**タスク内容:** 通信費の経理実務を扱った本文を、最後の文に続けて書き継いでください。

**本文:**

= = = = = = =

本記事では、通信費の基本的な定義や仕訳、請求書の受領・計上方法から、実務で避けて通れない「部門別配賦の課題」そして「配賦・請求業務を効率化する最新の管理手法」まで、現場で役立つ知識とノウハウを体系的に解説します。
通信費は、企業の日常業務を支える電話・インターネット・クラウドサービス等の通信手段にかかる費用を指します。経理担当者にとっては、仕訳や部門別配賦など実務運用上のポイントが多く、初めて担当する場合は戸惑うことも少なくありません。
この章では、通信費の定義から具体的な費目、請求書の受け取り方、計上のポイント、そして仕訳時の注意点まで、経理実務で最低限押さえておくべき内容をまとめて解説します。
通信費とは、企業内での業務連絡や外部との情報伝達、業務遂行のために必要な通信手段にかかる費用をいい、電話、インターネット、FAXなどが該当します。主な費目として6つ挙げられます。
| 費目 | 用途 |
| 電話料金 | 固定電話、携帯電話 |
| インターネット接続料 | 光回線、プロバイダ料など |
| 郵便料金、宅配便料金 | 書類送付や業務連絡に関するもの |
| FAX通信料 | FAX送付、受領 |
| クラウドサービス利用料 | 通信機能に関するもの |
| その他通信関連サービス料 | 専用回線、VPNなど |
近年ではクラウドサービスの通信機能利用料やVPN・専用回線費用も対象となるケースが増えています。上記費目は「通信費」の科目となり、会計上「販売費及び一般管理費」で計上するのが一般的です。ただし、クラウド利用料のうち通信機能以外は「情報処理費」など他の科目で処理される場合もあるため、費目ごとの区分には注意が必要です。利用実態や契約内容をよく確認し、費用の分類を誤らないことがポイントです。

= = = = = = =

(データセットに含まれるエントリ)
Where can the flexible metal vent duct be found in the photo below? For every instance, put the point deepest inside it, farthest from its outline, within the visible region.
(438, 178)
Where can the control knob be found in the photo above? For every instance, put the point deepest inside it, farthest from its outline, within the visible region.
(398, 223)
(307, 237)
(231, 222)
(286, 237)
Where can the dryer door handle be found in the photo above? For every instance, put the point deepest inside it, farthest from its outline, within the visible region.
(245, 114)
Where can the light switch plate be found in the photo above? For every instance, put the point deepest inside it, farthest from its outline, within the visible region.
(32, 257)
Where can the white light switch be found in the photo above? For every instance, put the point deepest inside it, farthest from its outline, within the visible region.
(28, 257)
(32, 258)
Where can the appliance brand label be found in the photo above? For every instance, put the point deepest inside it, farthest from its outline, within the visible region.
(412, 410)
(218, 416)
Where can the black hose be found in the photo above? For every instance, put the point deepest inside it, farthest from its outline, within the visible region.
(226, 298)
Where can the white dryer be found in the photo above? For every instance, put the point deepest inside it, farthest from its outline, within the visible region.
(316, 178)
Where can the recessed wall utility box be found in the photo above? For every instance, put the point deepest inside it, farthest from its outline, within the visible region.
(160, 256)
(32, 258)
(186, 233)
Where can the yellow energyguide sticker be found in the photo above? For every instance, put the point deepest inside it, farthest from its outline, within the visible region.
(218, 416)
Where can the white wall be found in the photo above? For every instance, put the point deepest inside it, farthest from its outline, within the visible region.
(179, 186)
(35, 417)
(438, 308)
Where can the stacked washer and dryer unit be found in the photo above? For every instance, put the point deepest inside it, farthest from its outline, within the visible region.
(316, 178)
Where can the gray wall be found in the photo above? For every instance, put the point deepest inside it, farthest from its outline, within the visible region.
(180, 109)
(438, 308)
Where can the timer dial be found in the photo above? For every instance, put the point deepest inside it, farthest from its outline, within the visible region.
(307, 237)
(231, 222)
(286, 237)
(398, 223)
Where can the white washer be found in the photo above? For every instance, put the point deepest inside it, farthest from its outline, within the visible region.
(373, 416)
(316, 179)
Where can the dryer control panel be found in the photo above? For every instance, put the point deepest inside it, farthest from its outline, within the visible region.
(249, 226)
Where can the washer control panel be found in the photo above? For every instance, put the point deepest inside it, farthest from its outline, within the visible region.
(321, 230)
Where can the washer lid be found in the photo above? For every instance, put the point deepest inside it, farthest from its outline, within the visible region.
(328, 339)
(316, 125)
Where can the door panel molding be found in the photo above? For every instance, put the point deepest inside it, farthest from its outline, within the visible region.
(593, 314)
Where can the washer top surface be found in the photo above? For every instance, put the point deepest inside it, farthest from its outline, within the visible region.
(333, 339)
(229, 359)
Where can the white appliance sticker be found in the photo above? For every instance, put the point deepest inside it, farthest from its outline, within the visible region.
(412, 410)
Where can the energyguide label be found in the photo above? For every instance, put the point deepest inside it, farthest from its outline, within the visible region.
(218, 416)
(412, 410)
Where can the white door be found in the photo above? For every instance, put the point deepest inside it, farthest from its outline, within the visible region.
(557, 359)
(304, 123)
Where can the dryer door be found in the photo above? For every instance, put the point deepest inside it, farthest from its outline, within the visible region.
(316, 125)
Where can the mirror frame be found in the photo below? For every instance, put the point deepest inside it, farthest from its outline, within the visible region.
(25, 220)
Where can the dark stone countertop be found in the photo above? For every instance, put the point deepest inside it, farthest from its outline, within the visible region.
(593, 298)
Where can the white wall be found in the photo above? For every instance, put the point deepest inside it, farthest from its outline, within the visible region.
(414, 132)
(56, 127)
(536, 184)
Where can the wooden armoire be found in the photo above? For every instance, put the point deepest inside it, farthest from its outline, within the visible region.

= = = = = = =

**回答:**
通信費に関する請求書は、紙・電子の両方で届きます。紙は郵送で受領し、経理部門でスキャンして電子化する企業が多く、一方で、電子請求書はPDFでメール添付されたり、通信会社のポータルサイトからダウンロードするパターンが主流です。また、Web明細(CSV形式など)を管理画面から取得できるケースも増えています。請求書が到着したら、内容を確認し、発生主義に基づき費用を計上します。
月をまたぐ締日や支払日の違いに注意し、未払計上や前払計上が必要な場合もあります。また、インボイス制度対応のため、適格請求書の保存や電子帳簿保存法の要件(タイムスタンプ、検索性)を満たして保管することも重要です。請求書形式や受領方法によって、計上・保管の運用が変わるため、現場ごとのルール整備が求められます。
通信費の仕訳は、請求書受領時と支払い時で分かれます。たとえば、11月利用分の通信費50,000円が12月に請求書で届いた場合、請求書到着時には発生主義を原則にして仕訳をします。
発生主義とは、現金の受け取りや支払いのタイミングに関わらず、取引が発生した時点で会計上の認識・記録する方式です。実際の支払い時には、請求受領した未払金50,000円を未払金として振替えます。
注意すべきは、インボイス制度や電子帳簿保存法への対応です。適格請求書の保存、電子データの検索性や改ざん防止など、法令に沿った処理が必須となっています。
<参考>
インボイスの経理処理の方法は?対応のポイントや経過措置も解説
電子帳簿保存法とは?メリットや税制改正による変更などを解説
また、複数部門に関連する通信費は、請求明細や回線番号などで部門ごとに分解し、部門別配賦の仕訳処理も求められます。仕訳ミスや計上漏れを防ぐため、業務フローの明確化と定期的なチェックが欠かせません。
通信費の部門別配賦を行う際、さまざまな実務上のハードルに直面します。一通の請求書に複数部門の利用が含まれるケースや、回線ごとの部門紐づけ作業、拠点の増加や契約変更時の管理負荷、さらには請求書フォーマットや法令対応の複雑さなど、配賦の現場には多くの課題が存在します。これらは、日々の経理業務の負担を増やし、ミスや遅延のリスクを高める要因となりがちです。まずは主な実務課題を整理してみましょう。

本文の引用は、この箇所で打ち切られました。